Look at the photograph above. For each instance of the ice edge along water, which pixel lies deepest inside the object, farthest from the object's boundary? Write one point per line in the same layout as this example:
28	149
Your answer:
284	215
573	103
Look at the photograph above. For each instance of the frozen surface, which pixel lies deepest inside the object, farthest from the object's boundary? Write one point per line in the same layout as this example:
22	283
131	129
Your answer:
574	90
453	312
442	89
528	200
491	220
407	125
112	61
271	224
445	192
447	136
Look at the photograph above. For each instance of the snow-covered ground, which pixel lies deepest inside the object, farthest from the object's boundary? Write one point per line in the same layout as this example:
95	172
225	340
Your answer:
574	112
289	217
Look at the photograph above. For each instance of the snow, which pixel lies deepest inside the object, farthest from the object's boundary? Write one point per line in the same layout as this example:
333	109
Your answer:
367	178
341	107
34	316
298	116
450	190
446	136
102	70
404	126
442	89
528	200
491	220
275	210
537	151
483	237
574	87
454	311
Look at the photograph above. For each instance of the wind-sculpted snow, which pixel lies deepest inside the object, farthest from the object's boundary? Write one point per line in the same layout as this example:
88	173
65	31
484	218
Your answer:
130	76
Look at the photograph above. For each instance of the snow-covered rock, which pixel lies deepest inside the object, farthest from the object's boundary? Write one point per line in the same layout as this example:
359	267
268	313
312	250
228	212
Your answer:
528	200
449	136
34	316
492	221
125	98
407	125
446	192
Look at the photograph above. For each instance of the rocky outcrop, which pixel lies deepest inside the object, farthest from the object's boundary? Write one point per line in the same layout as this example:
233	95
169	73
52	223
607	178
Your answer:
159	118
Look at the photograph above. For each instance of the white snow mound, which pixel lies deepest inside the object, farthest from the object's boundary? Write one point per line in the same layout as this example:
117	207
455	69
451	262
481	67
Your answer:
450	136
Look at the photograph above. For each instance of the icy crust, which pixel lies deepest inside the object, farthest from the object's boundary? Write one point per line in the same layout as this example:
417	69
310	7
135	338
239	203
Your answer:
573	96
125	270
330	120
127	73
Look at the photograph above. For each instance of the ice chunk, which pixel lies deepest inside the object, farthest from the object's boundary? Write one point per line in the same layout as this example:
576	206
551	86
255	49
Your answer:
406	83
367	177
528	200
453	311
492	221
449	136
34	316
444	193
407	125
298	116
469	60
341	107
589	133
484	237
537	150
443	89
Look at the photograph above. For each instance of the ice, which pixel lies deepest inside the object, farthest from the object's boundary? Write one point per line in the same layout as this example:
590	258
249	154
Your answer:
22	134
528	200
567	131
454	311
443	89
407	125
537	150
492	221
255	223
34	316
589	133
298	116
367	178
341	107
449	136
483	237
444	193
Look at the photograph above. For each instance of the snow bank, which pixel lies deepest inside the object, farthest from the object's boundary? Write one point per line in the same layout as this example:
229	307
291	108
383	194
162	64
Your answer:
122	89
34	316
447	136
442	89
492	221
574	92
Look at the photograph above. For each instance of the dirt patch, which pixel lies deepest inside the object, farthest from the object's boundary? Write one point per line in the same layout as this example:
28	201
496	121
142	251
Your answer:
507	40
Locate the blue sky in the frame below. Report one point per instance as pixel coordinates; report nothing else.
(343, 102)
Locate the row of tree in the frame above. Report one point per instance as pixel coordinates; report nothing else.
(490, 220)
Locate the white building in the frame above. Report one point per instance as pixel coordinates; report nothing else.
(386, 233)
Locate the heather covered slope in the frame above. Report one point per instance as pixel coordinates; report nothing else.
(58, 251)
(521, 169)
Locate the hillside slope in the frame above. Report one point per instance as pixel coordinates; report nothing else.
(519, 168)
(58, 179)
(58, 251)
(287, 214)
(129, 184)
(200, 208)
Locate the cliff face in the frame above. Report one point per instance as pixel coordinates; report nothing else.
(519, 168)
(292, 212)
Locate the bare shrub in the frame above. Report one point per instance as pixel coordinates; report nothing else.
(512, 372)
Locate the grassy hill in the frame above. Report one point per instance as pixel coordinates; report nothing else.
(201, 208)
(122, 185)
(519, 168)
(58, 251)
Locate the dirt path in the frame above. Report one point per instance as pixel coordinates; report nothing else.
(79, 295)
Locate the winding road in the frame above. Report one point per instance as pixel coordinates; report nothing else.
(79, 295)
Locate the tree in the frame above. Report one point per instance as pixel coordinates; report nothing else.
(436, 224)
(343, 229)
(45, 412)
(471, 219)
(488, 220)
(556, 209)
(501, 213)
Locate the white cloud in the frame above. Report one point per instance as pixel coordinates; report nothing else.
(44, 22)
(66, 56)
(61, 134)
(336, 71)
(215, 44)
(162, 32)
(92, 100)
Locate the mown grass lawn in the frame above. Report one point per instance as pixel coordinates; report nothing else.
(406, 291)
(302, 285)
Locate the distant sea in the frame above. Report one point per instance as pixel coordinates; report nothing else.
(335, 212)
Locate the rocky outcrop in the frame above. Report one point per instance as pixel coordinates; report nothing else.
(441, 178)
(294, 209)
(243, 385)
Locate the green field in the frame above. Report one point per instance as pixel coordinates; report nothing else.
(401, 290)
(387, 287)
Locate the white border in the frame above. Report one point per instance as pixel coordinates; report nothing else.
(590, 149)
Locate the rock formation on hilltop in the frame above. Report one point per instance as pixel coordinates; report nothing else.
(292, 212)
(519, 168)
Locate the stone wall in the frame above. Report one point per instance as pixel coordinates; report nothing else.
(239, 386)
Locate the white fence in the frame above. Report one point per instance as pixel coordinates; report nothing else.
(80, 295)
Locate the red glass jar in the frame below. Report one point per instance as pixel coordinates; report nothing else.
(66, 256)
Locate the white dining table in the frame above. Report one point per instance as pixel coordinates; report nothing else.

══════

Word for word, repeat every line of the data.

Look at the photograph above. For each instance of the ice edge along water, which pixel lies deepest inside the object, farthest from the object's boundary? Write one point per line in the same layout as this example:
28	149
Your answer:
284	215
573	103
Look at the photograph above. For each instance of the frozen surface, which pixel lies deepest inside the object, farthest from the object's boundary? Write one point per line in the same layout as this example:
22	283
131	129
Your answer:
574	90
453	312
442	89
528	200
491	220
407	125
112	61
271	224
445	192
447	136
Look at the photograph above. For each instance of the snow-covered ground, which pixel lies deepest inside the object, farthest from the object's boundary? Write one point per line in the same layout as this example:
95	172
225	340
Your answer:
574	112
289	217
Look at the photograph above. For each instance of the snow, which pixel lies deepest inside the object, farthest from the object's boundary? Write one point per line in the same layout as this example:
333	109
Your answer:
367	178
341	107
34	316
298	116
450	190
446	136
102	70
404	126
442	89
528	200
491	220
275	210
537	151
483	237
574	87
454	311
Look at the photograph above. For each instance of the wind-sculpted snow, which pixel lies deepest inside the object, farthest from the object's boundary? Write one point per line in the same layout as this example:
88	173
65	31
484	218
Your answer:
130	76
Look at the photograph above. For each instance of the snow-covered rock, which pixel lies deepest inside the object, farthest from the object's boundary? Write one point per line in the same layout as this example:
359	267
268	313
312	250
228	212
Your answer:
528	200
449	136
34	316
492	221
125	98
407	125
446	192
Look at the photograph above. For each instance of the rocky outcrop, which pixel lies deepest inside the object, farthest from the object's boundary? Write one point per line in the same layout as this example:
233	95
169	73
52	223
607	178
Your answer:
159	118
Look at the photograph above. For each instance of the white snow mound, which pixel lies deepest inside the object, farthest from the object's boundary? Write one point per line in the same layout as this example:
117	207
455	69
451	262
481	67
Your answer:
450	136
Look at the photograph above. For each instance of the icy crust, which pixel lies deepest inside the object, farthest from the object's boundary? Write one point per line in the same layout as this example:
417	69
310	7
135	338
239	203
Your answer:
573	96
125	270
330	120
127	73
Look at the photograph above. For each instance of the ice chunk, which pixel lies deepest inside the object, farthest from the object's boundary? Write one point per line in the same layout as this example:
576	206
551	86
255	49
Your answer:
406	83
367	177
528	200
453	311
492	221
449	136
34	316
444	193
407	125
298	116
469	60
341	107
589	133
484	237
537	150
443	89
Look at the photograph above. For each instance of the ice, which pixel lies deepest inside the object, farthest from the object's boundary? Write one point per line in the same layout as this example:
590	258
249	154
Your answer:
22	134
528	200
567	131
454	311
443	89
407	125
537	150
492	221
255	223
34	316
589	133
298	116
367	178
341	107
449	136
483	237
444	193
Look at the photograph above. For each instance of the snow bank, which pixel lies deepest inside the object, farthest from the object's boundary? Write one point per line in the same layout as this example:
229	307
291	108
383	194
162	64
Your answer:
122	89
34	316
447	136
442	89
492	221
574	92
Look at the photograph above. For each instance of the dirt patch, which pixel lies deepest inside the object, farthest from the object's boundary? Write one point per line in the same layout as this example:
28	201
496	121
142	251
Your answer:
507	40
Locate the blue sky in the frame below. Report one point per instance as pixel coordinates; report nothing else.
(343, 102)
Locate the row of tree in the frame above. Report one point per instance as pixel coordinates; report nothing else.
(490, 220)
Locate the white building in the frame above. Report one point per instance as pixel coordinates; report nothing else.
(386, 233)
Locate the heather covered slope in the frame above. Report one point per instance as pixel coordinates; report nothing else.
(58, 251)
(521, 169)
Locate the hillside slope in the frame above. Report one point per instance as pixel coordinates; report nothing else.
(519, 168)
(58, 179)
(58, 251)
(287, 214)
(129, 184)
(200, 208)
Locate the cliff face in the frame above. Report one point per instance as pixel coordinates; report nothing else.
(519, 168)
(292, 212)
Locate the bare shrub in the frame above. Report one point per instance as pixel coordinates; report nothing else.
(512, 372)
Locate the grassy hill in the frame above. Report one point per instance as pixel coordinates; report nothing else.
(201, 208)
(122, 185)
(519, 168)
(58, 251)
Locate the dirt path in the frame above. Report one point per instance as pixel coordinates; report nothing else.
(79, 295)
Locate the winding road in the frame above. Report one point per instance as pixel coordinates; report nothing else.
(79, 295)
Locate the tree in the frame above. Report one point per instance as pixel coordinates; report nothing else.
(436, 224)
(343, 229)
(45, 412)
(471, 219)
(488, 220)
(556, 209)
(501, 213)
Locate the white cloud in the frame above. Report one point per instance as pixel coordinates; report nothing else.
(44, 22)
(66, 56)
(61, 134)
(336, 71)
(215, 44)
(162, 32)
(92, 100)
Locate the mown grass lawn in the frame above. Report one point per instance as pixel coordinates; report nothing else.
(406, 291)
(302, 285)
Locate the distant sea in the frame above. Report one point per instance as pixel coordinates; report nothing else.
(335, 212)
Locate the rocky outcrop in the frame above. Report one point per instance as pixel coordinates; report nothing else.
(441, 178)
(294, 209)
(243, 385)
Locate the green field in the frame above. Report one point per instance as pixel coordinates; report nothing else.
(401, 290)
(387, 287)
Locate the white border in the frame above. Report one point per instance as pixel coordinates; report nothing else.
(590, 149)
Locate the rock formation on hilltop in the frame above. Report one point per instance as pixel coordinates; report nothing else.
(292, 212)
(519, 168)
Locate the stone wall in the frame above. Report one point per instance as pixel coordinates; report nothing else.
(239, 386)
Locate the white fence in the frame above. Report one point per instance as pixel coordinates; report nothing else.
(80, 295)
Locate the red glass jar in the frame below. Report one point per instance as pixel coordinates; report nothing else.
(66, 256)
Locate the white dining table in the frame above. Report one point per instance as pixel coordinates; report nothing else.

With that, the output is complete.